§ Work to be completed
Pull out every one of the rows below and reproduce each one word for word, without changing anything.

§ Data
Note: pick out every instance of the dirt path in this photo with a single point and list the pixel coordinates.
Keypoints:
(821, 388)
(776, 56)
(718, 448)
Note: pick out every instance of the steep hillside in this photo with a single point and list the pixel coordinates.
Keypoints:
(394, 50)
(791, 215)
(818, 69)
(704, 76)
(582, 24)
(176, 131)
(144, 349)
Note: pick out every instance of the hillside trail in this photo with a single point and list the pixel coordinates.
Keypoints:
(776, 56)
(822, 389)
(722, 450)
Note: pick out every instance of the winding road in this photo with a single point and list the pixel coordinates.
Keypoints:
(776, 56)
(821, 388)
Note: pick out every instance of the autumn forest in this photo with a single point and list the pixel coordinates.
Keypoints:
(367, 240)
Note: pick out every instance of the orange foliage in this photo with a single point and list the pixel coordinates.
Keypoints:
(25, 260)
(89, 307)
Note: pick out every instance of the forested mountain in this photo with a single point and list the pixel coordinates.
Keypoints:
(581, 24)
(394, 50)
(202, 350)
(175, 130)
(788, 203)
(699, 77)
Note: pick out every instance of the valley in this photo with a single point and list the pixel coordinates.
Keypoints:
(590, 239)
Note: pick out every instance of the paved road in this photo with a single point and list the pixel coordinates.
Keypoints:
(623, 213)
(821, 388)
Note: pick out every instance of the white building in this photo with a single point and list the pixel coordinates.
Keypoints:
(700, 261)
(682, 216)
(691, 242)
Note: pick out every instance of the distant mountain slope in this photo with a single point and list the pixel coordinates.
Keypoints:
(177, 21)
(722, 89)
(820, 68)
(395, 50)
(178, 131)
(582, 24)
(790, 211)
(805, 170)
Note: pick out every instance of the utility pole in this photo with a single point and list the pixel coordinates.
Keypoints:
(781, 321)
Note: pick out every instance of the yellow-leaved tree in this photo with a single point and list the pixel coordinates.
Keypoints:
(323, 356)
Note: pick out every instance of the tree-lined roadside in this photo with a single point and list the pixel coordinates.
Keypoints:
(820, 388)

§ Written response
Note: pick out every instance of the dirt path in this photo with a single point and list the pixel coordinates.
Keypoints:
(821, 388)
(776, 56)
(718, 448)
Note: pick out every instance of the steep hillside in this photo with a single point and list the pixel coordinates.
Keypoints:
(394, 50)
(791, 215)
(818, 69)
(704, 76)
(582, 24)
(176, 131)
(144, 349)
Note: pick out every instance of the hillside trail in this photo with a single point and list the pixel coordinates.
Keypoints:
(776, 56)
(822, 389)
(722, 450)
Note: pick out every instance of the winding road in this photo with a single point and list the pixel coordinates.
Keypoints:
(776, 56)
(821, 388)
Note: pick out every instance of the autumn forest in this photo with a single point and list the pixel coordinates.
Keypoints:
(367, 240)
Note: pick out every instance of the orange foliage in this photo with a single point and list the pixel coordinates.
Keypoints:
(25, 260)
(89, 307)
Note: pick out every instance of the forested mountain in this photo with a single point and list the pixel coordinates.
Keypoints:
(581, 24)
(394, 50)
(202, 350)
(175, 130)
(788, 203)
(699, 77)
Note: pick out every instance of the valley in this photo with a single point and list the pixel coordinates.
Keypoints:
(590, 239)
Note: pick out every instance of the paved road in this photo with a single point and list the pixel coordinates.
Keypoints:
(623, 213)
(821, 388)
Note: pick out every instance of the white building in this photo with a single point and list the pixel coordinates.
Keypoints:
(700, 261)
(682, 216)
(691, 242)
Note: pick out every instance of the distant mountain slope in this photo with a single point and list the pixel coordinates.
Keypoints:
(177, 21)
(722, 89)
(820, 68)
(395, 50)
(178, 131)
(582, 24)
(790, 211)
(805, 170)
Note: pick out every instance of the utility pole in this photo with a single point and list the pixel coordinates.
Keypoints:
(781, 321)
Note: pick out every instance of the yellow-leaved tree in this photo with a single point and list the pixel coordinates.
Keypoints:
(323, 356)
Note: pick out every instance of the tree-lined roadside in this photo with a single point and list the pixel coordinates.
Keypoints:
(820, 388)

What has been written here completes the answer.